━━━━━ Extrait du document ━━━━━

Ha ! Je suis content, j'attendais le nouveau chapitre ! :)
J'aime bien le personnage du vieux prof, et j'aime bien la description que tu fais de sa maison. C'est comme ca je pense qu'on imagine l'intérieur de nos vieux prof "à l'ancienne" !
Il est perspicace le vieux Roberts, mais est ce qu'il ne s'implique pas un peu vite dans tout ce mer... bazar :) ? encore que ... c'est évidemment une situation intéressante pour un chercheur. (et peut être a-t-il des idées derrière la tête ? on le saura par la suite :) c'est un perso intéressant en tout cas)

Sinon sur la forme, pas grand chose à dire, peut être la phrase suivante où il y a deux fois le verbe "emaner"

" Le reste n'est que de la déduction on-ne-peut plus basique, comment pourriez-vous être au courant de quelques chose n'émanant pas de Jeffrey ? J'ajouterai également que cette déduction en émane une autre "

━━━━━ Données fournies ━━━━━

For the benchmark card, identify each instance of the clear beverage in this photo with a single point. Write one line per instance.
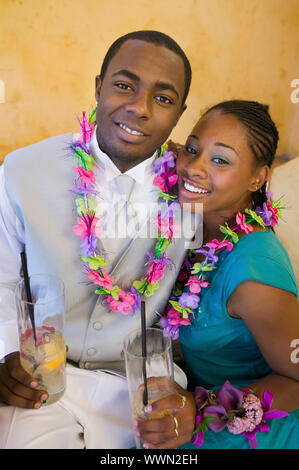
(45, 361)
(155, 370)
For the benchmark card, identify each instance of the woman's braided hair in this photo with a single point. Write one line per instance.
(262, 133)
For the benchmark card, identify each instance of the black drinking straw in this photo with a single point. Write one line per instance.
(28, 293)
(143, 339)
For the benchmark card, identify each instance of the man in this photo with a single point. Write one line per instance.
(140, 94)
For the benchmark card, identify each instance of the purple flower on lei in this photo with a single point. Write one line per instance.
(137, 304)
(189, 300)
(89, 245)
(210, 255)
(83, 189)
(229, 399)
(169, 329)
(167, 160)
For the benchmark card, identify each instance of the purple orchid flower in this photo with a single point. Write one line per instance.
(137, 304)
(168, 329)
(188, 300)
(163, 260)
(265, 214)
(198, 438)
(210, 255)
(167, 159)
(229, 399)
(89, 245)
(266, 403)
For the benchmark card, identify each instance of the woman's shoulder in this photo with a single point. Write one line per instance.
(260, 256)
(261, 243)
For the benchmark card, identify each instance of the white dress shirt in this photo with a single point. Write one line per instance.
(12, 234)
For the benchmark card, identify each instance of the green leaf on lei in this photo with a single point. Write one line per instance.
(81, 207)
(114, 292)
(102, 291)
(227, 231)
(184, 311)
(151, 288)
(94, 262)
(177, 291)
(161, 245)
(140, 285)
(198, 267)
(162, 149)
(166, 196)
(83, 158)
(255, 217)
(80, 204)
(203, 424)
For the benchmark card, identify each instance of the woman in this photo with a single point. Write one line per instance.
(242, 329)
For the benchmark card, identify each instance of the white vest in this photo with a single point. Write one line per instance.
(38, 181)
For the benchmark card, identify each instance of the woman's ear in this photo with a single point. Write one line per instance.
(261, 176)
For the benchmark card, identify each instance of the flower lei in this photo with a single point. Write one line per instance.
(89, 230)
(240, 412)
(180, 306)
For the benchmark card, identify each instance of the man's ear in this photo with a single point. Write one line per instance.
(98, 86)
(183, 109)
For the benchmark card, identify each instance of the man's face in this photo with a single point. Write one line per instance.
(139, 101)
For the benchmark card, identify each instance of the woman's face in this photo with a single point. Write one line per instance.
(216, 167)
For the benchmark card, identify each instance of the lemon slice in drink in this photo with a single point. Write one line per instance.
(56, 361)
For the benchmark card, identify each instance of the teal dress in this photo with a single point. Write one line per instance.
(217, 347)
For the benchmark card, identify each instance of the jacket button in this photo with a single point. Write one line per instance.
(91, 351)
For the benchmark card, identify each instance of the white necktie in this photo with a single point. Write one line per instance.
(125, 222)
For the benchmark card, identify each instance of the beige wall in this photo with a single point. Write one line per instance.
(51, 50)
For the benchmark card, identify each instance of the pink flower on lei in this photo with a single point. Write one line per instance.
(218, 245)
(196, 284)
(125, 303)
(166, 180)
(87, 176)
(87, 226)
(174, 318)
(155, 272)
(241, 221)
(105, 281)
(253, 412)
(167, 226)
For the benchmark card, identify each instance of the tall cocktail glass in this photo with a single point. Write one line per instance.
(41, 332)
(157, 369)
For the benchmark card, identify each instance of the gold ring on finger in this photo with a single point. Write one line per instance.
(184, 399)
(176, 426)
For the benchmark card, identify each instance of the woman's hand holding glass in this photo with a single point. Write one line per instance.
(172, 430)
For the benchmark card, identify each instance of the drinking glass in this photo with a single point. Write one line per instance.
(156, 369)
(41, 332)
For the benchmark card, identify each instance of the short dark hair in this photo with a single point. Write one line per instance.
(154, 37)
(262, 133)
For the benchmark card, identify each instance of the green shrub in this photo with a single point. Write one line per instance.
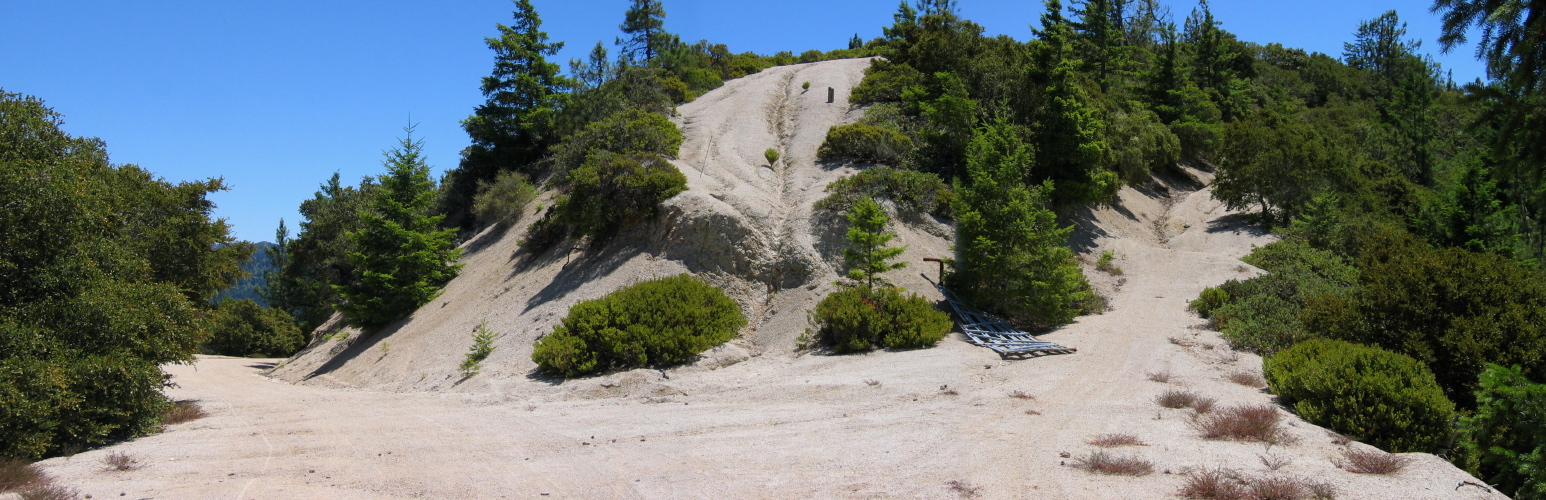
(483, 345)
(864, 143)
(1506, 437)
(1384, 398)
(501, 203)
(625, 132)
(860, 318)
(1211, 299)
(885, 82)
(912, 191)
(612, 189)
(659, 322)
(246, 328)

━━━━━

▸ **Consignes**
[A] D'après le commentaire, quel verbe revient deux fois dans la phrase signalée comme défaut de forme ?
[B] Relevez tous les adjectifs que le commentaire emploie pour qualifier le professeur Roberts.

▸ **Exercice corrigé**
[A] Le verbe « émaner ».

[B] « vieux », « perspicace », « intéressant »